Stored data

** Start **

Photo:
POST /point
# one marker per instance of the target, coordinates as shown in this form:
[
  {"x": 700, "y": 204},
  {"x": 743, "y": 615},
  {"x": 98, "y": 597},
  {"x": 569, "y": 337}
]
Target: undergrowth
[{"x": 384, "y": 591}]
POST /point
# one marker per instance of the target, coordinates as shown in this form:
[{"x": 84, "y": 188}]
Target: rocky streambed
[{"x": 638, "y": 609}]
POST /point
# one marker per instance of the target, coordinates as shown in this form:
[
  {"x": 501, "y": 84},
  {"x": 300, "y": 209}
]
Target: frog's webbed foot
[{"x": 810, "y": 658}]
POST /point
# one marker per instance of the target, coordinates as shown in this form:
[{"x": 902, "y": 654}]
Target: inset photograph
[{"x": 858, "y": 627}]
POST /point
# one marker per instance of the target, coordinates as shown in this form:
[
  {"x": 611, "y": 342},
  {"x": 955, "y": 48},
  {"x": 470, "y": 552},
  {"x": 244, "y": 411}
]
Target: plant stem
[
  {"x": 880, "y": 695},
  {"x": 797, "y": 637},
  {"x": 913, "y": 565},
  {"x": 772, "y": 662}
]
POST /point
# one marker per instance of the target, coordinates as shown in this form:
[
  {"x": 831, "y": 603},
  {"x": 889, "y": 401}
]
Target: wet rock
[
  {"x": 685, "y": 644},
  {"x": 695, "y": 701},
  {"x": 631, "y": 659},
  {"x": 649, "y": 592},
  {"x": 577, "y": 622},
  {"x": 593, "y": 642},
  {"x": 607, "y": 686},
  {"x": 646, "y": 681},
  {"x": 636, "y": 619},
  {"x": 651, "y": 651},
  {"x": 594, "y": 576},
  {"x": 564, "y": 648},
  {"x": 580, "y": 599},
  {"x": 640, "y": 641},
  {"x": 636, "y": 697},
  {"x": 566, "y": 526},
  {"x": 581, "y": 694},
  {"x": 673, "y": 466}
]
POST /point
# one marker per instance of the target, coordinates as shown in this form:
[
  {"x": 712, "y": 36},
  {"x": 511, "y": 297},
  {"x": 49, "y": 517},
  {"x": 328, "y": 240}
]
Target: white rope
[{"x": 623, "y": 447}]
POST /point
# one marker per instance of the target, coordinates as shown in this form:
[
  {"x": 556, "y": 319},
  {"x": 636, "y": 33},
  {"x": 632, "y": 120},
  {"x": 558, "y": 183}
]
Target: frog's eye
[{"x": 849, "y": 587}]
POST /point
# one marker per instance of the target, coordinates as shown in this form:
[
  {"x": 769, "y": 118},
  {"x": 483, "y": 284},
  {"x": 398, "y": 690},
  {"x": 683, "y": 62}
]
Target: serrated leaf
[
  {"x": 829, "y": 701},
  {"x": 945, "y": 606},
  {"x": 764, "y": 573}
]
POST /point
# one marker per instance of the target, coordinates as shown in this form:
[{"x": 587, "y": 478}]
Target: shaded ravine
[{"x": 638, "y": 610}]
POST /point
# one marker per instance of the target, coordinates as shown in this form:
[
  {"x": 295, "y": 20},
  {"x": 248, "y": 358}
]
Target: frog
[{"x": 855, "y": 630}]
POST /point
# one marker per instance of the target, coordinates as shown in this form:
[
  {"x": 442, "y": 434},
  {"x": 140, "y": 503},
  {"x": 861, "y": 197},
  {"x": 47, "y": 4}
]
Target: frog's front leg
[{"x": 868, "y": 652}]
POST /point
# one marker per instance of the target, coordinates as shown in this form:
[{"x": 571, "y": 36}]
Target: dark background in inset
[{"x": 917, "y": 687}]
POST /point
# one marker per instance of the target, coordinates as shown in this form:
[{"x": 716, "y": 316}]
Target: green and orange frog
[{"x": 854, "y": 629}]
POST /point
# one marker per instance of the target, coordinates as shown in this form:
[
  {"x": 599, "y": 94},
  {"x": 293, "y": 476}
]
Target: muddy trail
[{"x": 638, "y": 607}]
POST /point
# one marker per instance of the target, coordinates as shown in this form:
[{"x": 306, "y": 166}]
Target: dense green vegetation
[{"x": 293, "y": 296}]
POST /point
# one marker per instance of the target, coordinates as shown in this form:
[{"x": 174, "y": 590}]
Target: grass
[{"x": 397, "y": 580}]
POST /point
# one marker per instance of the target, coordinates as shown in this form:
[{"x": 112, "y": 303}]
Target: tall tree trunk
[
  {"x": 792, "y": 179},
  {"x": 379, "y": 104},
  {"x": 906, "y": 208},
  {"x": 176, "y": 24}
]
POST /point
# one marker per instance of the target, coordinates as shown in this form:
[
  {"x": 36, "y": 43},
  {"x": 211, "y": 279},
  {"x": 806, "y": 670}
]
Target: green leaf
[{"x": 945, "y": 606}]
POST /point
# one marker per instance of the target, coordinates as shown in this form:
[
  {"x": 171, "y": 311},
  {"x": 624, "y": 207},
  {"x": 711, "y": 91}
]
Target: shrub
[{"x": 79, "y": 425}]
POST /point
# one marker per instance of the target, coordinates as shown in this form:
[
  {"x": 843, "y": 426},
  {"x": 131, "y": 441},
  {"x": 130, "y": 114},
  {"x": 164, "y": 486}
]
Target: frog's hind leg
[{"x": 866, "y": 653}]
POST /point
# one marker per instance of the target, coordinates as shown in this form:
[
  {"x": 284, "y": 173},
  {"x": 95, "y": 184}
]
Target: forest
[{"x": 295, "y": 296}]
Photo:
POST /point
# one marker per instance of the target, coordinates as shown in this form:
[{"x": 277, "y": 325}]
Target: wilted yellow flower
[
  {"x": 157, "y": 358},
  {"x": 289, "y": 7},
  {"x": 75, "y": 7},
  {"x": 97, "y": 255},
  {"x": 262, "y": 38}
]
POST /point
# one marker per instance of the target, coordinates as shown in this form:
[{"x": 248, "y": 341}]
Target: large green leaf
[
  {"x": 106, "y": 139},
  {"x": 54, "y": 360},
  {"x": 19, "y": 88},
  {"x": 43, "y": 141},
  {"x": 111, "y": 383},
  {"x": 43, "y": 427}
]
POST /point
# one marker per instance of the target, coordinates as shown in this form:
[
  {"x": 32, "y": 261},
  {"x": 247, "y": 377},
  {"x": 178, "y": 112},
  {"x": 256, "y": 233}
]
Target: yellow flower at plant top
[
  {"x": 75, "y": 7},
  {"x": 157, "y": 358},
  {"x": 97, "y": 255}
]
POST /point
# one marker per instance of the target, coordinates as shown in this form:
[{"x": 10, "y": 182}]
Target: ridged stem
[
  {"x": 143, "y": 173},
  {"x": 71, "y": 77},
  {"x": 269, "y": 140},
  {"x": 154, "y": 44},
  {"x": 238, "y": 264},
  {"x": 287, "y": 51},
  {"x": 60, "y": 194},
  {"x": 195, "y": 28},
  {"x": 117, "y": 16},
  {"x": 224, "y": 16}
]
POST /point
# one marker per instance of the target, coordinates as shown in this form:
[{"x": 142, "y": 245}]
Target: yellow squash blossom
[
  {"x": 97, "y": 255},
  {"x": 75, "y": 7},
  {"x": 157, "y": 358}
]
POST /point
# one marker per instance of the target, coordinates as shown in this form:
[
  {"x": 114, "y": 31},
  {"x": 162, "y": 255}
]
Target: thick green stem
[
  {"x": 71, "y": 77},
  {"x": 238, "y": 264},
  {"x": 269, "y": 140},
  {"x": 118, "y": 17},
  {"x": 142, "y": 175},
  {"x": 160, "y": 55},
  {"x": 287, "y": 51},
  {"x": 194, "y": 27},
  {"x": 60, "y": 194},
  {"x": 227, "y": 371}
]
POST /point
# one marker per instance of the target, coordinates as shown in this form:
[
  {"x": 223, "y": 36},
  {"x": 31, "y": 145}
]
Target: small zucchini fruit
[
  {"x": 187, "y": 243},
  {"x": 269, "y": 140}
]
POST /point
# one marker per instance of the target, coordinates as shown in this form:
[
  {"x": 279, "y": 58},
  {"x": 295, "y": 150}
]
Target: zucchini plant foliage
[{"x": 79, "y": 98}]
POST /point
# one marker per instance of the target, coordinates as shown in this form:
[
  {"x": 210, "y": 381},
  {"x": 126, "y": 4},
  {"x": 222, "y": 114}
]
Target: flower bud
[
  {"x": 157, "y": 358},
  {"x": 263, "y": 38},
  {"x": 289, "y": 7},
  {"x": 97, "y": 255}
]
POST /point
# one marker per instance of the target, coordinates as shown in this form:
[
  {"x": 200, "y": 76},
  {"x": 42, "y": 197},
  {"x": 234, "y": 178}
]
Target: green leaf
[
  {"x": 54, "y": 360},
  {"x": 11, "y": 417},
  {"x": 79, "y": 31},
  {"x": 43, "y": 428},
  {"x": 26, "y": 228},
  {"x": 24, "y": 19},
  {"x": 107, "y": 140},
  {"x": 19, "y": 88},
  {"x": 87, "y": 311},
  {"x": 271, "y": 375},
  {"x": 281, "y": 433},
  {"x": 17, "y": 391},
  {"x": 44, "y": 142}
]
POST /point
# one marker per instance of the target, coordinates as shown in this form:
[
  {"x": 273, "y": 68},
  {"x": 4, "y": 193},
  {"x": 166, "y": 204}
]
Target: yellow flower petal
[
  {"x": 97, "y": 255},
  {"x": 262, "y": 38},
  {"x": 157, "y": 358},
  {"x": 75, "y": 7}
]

** End **

**Task prompt**
Report every line of the listing above that contains the word "zucchini", copying each line in full. Case counts.

**Response below**
Target: small zucchini fruit
Target: zucchini plant foliage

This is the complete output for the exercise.